* What the exercise asks:
Copy every entry exactly.

* Referring expression pointing data:
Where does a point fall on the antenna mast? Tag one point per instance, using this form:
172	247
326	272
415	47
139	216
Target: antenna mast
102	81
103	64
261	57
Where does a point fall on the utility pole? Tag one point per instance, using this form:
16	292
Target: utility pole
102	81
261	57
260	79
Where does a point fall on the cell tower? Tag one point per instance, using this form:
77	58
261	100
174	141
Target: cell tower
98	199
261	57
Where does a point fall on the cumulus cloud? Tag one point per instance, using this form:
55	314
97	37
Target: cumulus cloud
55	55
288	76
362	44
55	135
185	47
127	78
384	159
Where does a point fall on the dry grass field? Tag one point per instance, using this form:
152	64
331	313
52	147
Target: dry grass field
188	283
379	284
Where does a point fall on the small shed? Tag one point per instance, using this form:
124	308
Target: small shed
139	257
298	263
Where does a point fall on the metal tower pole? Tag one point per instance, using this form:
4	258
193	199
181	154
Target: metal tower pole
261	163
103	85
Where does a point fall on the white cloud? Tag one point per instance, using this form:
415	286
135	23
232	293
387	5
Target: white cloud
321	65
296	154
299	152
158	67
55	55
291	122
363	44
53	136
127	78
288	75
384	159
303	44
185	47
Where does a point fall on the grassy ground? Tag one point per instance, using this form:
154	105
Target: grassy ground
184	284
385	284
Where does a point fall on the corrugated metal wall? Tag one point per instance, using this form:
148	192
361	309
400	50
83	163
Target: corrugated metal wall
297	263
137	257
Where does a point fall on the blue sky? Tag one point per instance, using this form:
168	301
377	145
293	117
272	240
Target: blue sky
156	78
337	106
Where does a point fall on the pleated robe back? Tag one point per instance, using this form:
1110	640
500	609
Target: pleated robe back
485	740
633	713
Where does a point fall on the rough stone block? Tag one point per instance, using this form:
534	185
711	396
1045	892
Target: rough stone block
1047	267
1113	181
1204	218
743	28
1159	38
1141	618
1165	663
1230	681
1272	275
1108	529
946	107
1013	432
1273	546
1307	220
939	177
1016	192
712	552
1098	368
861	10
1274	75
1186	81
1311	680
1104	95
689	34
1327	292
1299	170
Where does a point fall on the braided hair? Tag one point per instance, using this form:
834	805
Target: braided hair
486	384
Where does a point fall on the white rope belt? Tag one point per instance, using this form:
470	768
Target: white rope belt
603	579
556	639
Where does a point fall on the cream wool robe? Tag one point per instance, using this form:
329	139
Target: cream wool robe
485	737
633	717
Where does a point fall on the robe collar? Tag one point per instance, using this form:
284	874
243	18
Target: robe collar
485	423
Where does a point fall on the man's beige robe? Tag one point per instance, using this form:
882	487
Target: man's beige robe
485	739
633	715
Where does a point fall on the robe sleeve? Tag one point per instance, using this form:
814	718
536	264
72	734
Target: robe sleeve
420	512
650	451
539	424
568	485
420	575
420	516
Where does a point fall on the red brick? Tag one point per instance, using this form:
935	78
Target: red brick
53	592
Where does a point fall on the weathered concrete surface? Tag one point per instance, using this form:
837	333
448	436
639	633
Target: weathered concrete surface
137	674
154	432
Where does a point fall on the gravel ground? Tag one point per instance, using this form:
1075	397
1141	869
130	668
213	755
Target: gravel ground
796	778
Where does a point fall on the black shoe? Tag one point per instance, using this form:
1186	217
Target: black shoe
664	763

* Output for this task:
Where does a point fall on the antenna mast? Tag one point per instance, using this form:
172	247
326	272
415	47
139	216
Target: antenna mast
102	81
103	64
261	57
Where does a point fall on the utility pole? Tag one point per instance, using this form:
16	292
Target: utility pole
102	81
261	57
260	79
Where does a point fall on the cell tower? Tag one point per instance, using this form:
77	58
261	100
174	141
Target: cell tower
98	199
261	57
Where does a point fall on the cumulus cloud? Tag one point per instance, using this form:
55	314
97	37
Target: cumulus cloud
55	55
288	76
362	44
55	135
185	47
127	78
384	159
Where does a point fall on the dry grass field? Tag one point per instance, using this form:
152	64
331	313
52	147
Target: dry grass field
188	283
379	284
Where does a point fall on the small shed? Tag one point per instance, using this form:
124	308
Target: small shed
139	257
298	263
Where does a point fall on the metal tower pole? Tag one point per instance, using this form:
4	258
193	199
181	154
Target: metal tower pole
261	163
103	85
Where does a point fall on the white cloud? Tag one point per instance, using this form:
415	286
135	23
232	293
387	5
Target: white cloud
321	65
296	154
299	152
158	67
55	55
291	122
363	44
53	136
127	78
288	75
384	159
303	44
185	47
Where does a point fall on the grassy ground? Tag one point per instance, using this form:
154	105
Target: grassy ground
184	284
385	284
Where does a point fall on the corrugated metal wall? Tag one point per instance, using this form:
148	192
361	309
400	50
83	163
Target: corrugated metal wall
297	263
137	257
Where does a point fall on the blue sky? Tag one point per instance, using this form:
168	301
377	145
293	117
272	240
Target: blue sky
156	78
337	106
Where does a point fall on the pleated robe back? Tag one point per instance, using this form:
1110	640
500	609
Target: pleated robe back
485	740
633	713
Where does a point fall on the rough stone block? Tag one point per instance, using this form:
534	185
711	396
1045	892
Target: rough stone block
1047	267
1113	181
1204	218
743	28
1159	38
1141	618
1165	663
1230	681
1272	275
1108	529
946	107
1013	432
1273	546
1307	220
939	177
1016	192
712	552
1098	368
861	10
1274	75
1186	81
1311	680
1104	95
689	34
1327	292
1299	170
Where does a point fall on the braided hair? Tag one point per instance, using this form:
834	805
Target: braided hair
486	384
Where does a point fall on the white rope belt? Tag one point per instance, using this form:
470	768
Target: white rope belt
603	579
556	639
Where does a point fall on the cream wool robe? Tag one point per instance, using this form:
329	139
Target: cream wool robe
485	737
633	717
Where does a point fall on the robe collar? Tag one point per instance, using this form:
284	874
243	18
Target: robe collar
485	423
Where does a point fall on the man's beige robe? Tag one point per instance, using this form:
882	487
Target: man's beige robe
485	739
633	715
Where does a point fall on the robe sleeve? Tag one point per instance, using this form:
814	718
536	264
72	734
Target: robe sleeve
420	512
650	451
539	424
568	485
420	575
420	516
Where does a point fall on the red brick? Tag one point per instance, using this form:
935	78
Target: red brick
53	592
Where does a point fall on the weathered concrete surface? Tag one point per instance, using this form:
837	333
448	436
639	633
Target: weathered concrete surface
137	674
154	432
Where does a point fall on the gravel ground? Tag one point per instance, using this form:
1075	397
1141	869
130	668
213	755
Target: gravel ground
796	778
Where does a point fall on the black shoe? Tag one point per instance, using this form:
1186	217
Target: black shoe
664	763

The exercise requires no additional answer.